### DESCRIÇÃO DA TAREFA
Reproduza sem nenhuma alteração o trecho da listagem que vai do início até a linha que contém "column 367, row 58", com essa linha incluída.

==*==

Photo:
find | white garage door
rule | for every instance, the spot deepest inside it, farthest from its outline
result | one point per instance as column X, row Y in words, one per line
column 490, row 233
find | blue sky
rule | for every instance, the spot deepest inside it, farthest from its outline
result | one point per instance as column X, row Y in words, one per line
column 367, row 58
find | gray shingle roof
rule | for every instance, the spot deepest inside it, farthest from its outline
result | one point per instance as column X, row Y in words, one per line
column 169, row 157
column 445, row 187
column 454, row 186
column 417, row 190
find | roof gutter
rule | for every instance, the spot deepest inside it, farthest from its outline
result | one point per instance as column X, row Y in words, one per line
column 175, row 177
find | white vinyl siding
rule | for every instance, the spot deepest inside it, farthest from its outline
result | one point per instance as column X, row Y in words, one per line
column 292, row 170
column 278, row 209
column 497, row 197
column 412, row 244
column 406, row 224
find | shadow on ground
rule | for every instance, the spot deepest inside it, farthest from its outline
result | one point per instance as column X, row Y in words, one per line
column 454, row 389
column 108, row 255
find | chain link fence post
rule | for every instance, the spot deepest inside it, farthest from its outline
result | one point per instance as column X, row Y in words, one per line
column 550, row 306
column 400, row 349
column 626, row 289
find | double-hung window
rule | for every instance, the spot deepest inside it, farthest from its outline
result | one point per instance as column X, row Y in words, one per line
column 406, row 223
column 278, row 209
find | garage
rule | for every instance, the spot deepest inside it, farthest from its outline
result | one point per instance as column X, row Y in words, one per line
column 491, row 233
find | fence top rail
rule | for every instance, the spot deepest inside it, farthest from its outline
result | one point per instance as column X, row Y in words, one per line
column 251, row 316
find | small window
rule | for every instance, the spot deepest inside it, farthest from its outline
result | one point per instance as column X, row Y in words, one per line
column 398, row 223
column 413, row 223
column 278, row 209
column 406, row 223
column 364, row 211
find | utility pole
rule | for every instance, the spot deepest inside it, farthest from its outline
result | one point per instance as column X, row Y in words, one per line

==*==

### RESULTADO CORRETO
Photo:
find | white garage door
rule | for every instance, the spot deepest inside it, farthest from its outline
result | one point per instance as column X, row Y in words, one per line
column 490, row 233
find | blue sky
rule | for every instance, the spot deepest inside it, farthest from its outline
result | one point per instance as column X, row Y in words, one per line
column 367, row 58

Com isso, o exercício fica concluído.